Task instructions: Write out the records again, exactly, leaving none out.

Data provided:
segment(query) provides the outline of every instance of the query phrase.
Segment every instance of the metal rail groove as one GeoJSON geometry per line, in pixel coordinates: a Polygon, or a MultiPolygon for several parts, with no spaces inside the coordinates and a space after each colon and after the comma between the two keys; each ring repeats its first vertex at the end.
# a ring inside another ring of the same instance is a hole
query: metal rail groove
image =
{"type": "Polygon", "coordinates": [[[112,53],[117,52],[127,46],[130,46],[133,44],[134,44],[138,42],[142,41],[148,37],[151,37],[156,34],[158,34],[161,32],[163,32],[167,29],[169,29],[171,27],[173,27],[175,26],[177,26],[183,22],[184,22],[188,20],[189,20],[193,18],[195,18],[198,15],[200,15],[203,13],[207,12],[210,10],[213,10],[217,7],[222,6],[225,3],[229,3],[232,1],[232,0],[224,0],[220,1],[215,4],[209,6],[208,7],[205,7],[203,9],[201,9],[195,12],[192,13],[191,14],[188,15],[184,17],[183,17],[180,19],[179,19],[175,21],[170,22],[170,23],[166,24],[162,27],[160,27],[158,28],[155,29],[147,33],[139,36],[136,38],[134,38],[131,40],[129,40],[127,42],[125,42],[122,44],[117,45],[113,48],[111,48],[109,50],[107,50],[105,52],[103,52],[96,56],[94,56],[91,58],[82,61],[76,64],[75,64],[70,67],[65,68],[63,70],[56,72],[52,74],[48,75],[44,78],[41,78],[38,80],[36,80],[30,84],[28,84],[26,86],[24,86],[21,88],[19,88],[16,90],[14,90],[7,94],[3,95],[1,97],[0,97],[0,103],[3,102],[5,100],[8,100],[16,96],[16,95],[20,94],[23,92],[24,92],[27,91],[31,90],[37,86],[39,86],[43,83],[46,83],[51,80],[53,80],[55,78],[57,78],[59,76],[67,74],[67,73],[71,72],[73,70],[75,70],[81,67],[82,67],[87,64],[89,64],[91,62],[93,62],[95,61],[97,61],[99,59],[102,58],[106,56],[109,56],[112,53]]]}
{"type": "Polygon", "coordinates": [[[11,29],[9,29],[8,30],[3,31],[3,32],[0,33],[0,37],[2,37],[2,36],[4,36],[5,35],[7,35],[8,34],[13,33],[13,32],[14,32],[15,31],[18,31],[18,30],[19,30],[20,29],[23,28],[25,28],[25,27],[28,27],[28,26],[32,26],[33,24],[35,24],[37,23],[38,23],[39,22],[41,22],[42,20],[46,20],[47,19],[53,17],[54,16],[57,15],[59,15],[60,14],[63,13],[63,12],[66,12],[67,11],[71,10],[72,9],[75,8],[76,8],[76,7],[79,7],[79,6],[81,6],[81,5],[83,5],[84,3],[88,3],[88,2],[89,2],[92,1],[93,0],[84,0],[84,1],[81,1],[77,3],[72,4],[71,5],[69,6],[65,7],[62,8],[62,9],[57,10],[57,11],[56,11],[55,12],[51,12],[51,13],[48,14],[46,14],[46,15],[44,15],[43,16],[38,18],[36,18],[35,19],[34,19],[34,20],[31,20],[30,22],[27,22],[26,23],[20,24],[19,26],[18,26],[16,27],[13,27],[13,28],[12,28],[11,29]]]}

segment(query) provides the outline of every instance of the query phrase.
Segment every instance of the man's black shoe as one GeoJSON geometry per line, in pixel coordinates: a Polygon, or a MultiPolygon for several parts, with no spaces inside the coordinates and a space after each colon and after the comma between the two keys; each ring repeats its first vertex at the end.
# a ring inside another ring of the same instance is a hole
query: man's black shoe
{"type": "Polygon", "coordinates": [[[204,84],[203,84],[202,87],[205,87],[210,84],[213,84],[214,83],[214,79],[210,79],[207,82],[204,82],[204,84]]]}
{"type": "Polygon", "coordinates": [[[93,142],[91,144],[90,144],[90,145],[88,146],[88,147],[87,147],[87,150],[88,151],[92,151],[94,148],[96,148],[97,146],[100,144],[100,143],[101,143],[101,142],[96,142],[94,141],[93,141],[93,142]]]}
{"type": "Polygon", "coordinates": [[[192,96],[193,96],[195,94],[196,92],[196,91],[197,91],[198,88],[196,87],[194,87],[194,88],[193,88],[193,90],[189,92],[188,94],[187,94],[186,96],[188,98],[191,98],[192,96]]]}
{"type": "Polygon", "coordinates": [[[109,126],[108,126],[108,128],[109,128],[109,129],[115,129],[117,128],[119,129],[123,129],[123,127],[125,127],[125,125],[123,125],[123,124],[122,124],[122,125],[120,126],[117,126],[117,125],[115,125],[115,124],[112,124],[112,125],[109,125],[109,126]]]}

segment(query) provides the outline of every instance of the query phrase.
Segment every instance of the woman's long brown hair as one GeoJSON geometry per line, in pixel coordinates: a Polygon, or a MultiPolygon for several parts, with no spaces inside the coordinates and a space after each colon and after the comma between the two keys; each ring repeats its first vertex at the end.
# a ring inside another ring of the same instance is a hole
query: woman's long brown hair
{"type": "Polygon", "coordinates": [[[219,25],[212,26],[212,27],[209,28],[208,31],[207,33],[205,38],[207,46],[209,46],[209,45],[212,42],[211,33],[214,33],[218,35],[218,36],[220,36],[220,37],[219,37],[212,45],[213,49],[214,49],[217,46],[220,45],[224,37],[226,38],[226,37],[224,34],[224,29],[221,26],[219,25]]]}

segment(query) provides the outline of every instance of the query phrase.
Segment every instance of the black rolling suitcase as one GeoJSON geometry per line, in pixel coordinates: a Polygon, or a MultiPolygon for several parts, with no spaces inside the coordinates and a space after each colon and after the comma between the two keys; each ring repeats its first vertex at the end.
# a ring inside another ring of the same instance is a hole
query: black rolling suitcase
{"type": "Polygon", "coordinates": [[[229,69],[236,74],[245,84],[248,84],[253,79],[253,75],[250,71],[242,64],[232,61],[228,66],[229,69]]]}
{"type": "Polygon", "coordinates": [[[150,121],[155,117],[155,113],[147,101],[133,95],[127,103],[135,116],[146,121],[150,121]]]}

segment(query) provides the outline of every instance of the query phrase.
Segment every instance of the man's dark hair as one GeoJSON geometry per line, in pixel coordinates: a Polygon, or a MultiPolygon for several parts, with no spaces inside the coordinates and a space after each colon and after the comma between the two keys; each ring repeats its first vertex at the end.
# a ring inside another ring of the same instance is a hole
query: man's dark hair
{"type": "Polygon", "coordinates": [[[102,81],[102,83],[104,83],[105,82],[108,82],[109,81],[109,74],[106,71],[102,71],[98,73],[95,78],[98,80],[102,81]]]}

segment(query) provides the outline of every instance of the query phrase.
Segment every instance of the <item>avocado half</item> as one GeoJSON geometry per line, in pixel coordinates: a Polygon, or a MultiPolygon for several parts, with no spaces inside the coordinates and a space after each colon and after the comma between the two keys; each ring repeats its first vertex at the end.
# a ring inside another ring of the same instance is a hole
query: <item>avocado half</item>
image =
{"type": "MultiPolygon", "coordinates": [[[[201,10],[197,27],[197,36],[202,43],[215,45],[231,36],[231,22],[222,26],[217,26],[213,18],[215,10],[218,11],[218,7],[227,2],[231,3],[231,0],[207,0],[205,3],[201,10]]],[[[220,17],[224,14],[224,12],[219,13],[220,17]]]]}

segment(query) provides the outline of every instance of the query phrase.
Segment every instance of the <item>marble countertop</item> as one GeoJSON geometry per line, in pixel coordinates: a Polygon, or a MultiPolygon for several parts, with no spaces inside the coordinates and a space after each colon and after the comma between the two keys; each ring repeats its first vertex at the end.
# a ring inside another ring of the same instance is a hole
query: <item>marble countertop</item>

Solution to the exercise:
segment(query) provides the outline of every instance of the query phrase.
Segment every instance of the metal rail groove as one GeoJSON geometry per line, in pixel coordinates: a Polygon, or a MultiPolygon for several parts, with no spaces inside the coordinates and a space after each colon and after the comma between the two keys; each ring repeats its first vertex at the end.
# a ring inside another ring of the same instance is a hole
query: metal rail groove
image =
{"type": "Polygon", "coordinates": [[[112,53],[117,52],[127,46],[130,46],[133,44],[134,44],[138,42],[142,41],[148,37],[151,37],[156,34],[158,34],[161,32],[163,32],[167,29],[169,29],[171,27],[173,27],[175,26],[177,26],[183,22],[184,22],[188,20],[189,20],[193,18],[195,18],[198,15],[200,15],[203,13],[207,12],[210,10],[213,10],[217,7],[222,6],[225,3],[229,3],[232,1],[232,0],[224,0],[220,1],[215,4],[209,6],[208,7],[205,7],[203,9],[201,9],[195,12],[192,13],[191,14],[188,15],[184,17],[183,17],[180,19],[179,19],[175,21],[170,22],[170,23],[166,24],[162,27],[160,27],[158,28],[155,29],[147,33],[139,36],[136,38],[134,38],[131,40],[129,40],[127,42],[125,42],[122,44],[117,45],[113,48],[111,48],[109,50],[107,50],[105,52],[103,52],[96,56],[94,56],[91,58],[82,61],[76,64],[75,64],[70,67],[65,68],[63,70],[56,72],[52,74],[48,75],[44,78],[41,78],[38,80],[36,80],[30,84],[28,84],[26,86],[24,86],[21,88],[19,88],[16,90],[14,90],[7,94],[3,95],[1,97],[0,97],[0,103],[3,102],[5,100],[8,100],[16,96],[16,95],[20,94],[23,92],[24,92],[27,91],[31,90],[37,86],[39,86],[43,83],[46,83],[51,80],[53,80],[55,78],[57,78],[59,76],[67,74],[67,73],[71,72],[73,70],[75,70],[81,67],[82,67],[87,64],[89,64],[91,62],[93,62],[95,61],[97,61],[99,59],[102,58],[106,56],[109,56],[112,53]]]}
{"type": "Polygon", "coordinates": [[[11,29],[9,29],[8,30],[3,31],[3,32],[0,33],[0,37],[2,37],[2,36],[4,36],[5,35],[7,35],[8,34],[13,33],[13,32],[14,32],[15,31],[18,31],[18,30],[19,30],[20,29],[23,28],[25,28],[25,27],[28,27],[28,26],[32,26],[33,24],[35,24],[37,23],[38,23],[39,22],[41,22],[42,20],[46,20],[47,19],[53,17],[54,16],[57,15],[59,15],[60,14],[63,13],[63,12],[66,12],[67,11],[71,10],[72,9],[75,8],[76,8],[76,7],[79,7],[79,6],[81,6],[81,5],[83,5],[84,3],[88,3],[88,2],[89,2],[92,1],[93,0],[84,0],[84,1],[81,1],[77,3],[72,4],[71,5],[69,6],[65,7],[62,8],[62,9],[57,10],[57,11],[56,11],[55,12],[51,12],[51,13],[48,14],[46,14],[46,15],[44,15],[43,16],[38,18],[36,18],[35,19],[34,19],[34,20],[31,20],[30,22],[27,22],[26,23],[20,24],[19,26],[18,26],[16,27],[13,27],[13,28],[12,28],[11,29]]]}

segment(query) provides the outline of every instance of the query phrase.
Segment every instance of the man's black shoe as one GeoJSON geometry per line, in pixel coordinates: a Polygon, or a MultiPolygon for several parts, with no spaces inside the coordinates and a space after each colon and after the comma between the two keys; each ring repeats its first vertex at the end.
# a ring inside another ring of the same instance is a hole
query: man's black shoe
{"type": "Polygon", "coordinates": [[[204,84],[203,84],[202,87],[205,87],[210,84],[213,84],[214,83],[214,79],[210,79],[207,82],[204,82],[204,84]]]}
{"type": "Polygon", "coordinates": [[[93,142],[91,144],[90,144],[90,145],[88,146],[88,147],[87,147],[87,150],[88,151],[92,151],[94,148],[96,148],[97,146],[100,144],[100,143],[101,143],[101,142],[96,142],[94,141],[93,141],[93,142]]]}
{"type": "Polygon", "coordinates": [[[192,96],[193,96],[195,94],[196,92],[196,91],[197,91],[198,88],[196,87],[194,87],[194,88],[193,88],[193,90],[189,92],[188,94],[187,94],[186,96],[188,98],[191,98],[192,96]]]}
{"type": "Polygon", "coordinates": [[[109,126],[108,126],[108,128],[109,128],[109,129],[115,129],[117,128],[119,129],[123,129],[123,127],[125,127],[125,125],[123,125],[123,124],[122,124],[122,125],[120,126],[117,126],[117,125],[115,125],[115,124],[112,124],[112,125],[109,125],[109,126]]]}

segment(query) provides the outline of every instance of the query phrase.
Segment every instance of the woman's long brown hair as one GeoJSON geometry per line, in pixel coordinates: a Polygon, or a MultiPolygon for several parts, with no spaces inside the coordinates and a space after each colon and after the comma between the two keys; each ring repeats its first vertex at the end.
# a ring inside another ring of the same instance is a hole
query: woman's long brown hair
{"type": "Polygon", "coordinates": [[[219,25],[212,26],[212,27],[209,28],[208,31],[207,33],[205,38],[207,46],[209,46],[209,45],[212,42],[211,33],[214,33],[218,35],[218,36],[220,36],[220,37],[219,37],[212,45],[213,49],[214,49],[217,46],[220,45],[224,37],[226,38],[226,37],[224,34],[224,29],[221,26],[219,25]]]}

segment(query) provides the outline of every instance of the query phrase.
Segment every instance of the black rolling suitcase as one GeoJSON geometry per line, in pixel coordinates: a Polygon, or a MultiPolygon for several parts, with no spaces inside the coordinates and a space after each colon and after the comma between the two keys; each ring repeats its first vertex at the end.
# a ring inside another ring of the same instance is a hole
query: black rolling suitcase
{"type": "Polygon", "coordinates": [[[229,69],[236,74],[245,84],[248,84],[253,79],[253,75],[250,71],[242,64],[232,61],[228,66],[229,69]]]}
{"type": "Polygon", "coordinates": [[[150,121],[155,117],[155,113],[147,101],[133,95],[127,103],[135,116],[146,121],[150,121]]]}

segment(query) provides the outline of every instance of the query phrase.
Segment every instance of the man's dark hair as one GeoJSON geometry per line, in pixel coordinates: a Polygon, or a MultiPolygon for several parts, with no spaces inside the coordinates and a space after each colon and after the comma between the two keys; each ring repeats its first vertex at the end.
# a ring inside another ring of the same instance is a hole
query: man's dark hair
{"type": "Polygon", "coordinates": [[[102,81],[102,83],[104,83],[105,82],[108,82],[109,81],[109,74],[106,71],[102,71],[98,73],[95,78],[98,80],[102,81]]]}

segment(query) provides the outline of every instance of the query phrase.
Segment every instance of the <item>avocado half</item> as one GeoJSON geometry per line, in pixel coordinates: a Polygon, or a MultiPolygon for several parts, with no spaces inside the coordinates and a space after each colon and after the comma between the two keys; each ring repeats its first vertex at the end.
# a ring inside another ring of the same instance is a hole
query: <item>avocado half</item>
image =
{"type": "MultiPolygon", "coordinates": [[[[201,10],[197,27],[197,36],[202,43],[215,45],[231,36],[231,22],[222,26],[217,26],[213,18],[215,10],[218,11],[218,7],[227,2],[231,3],[231,0],[207,0],[205,3],[201,10]]],[[[220,17],[224,14],[224,12],[219,13],[220,17]]]]}

segment(query) provides the outline of every instance of the query phrase.
Segment every instance of the <item>marble countertop</item> as one GeoJSON geometry per line, in pixel coordinates: a Polygon, or a MultiPolygon for several parts, with no spaces inside the coordinates and a space after each colon and after the comma between the two keys; each ring repeats its first vertex at the end.
# a ring inside another ring of the same instance is a hole
query: <item>marble countertop</item>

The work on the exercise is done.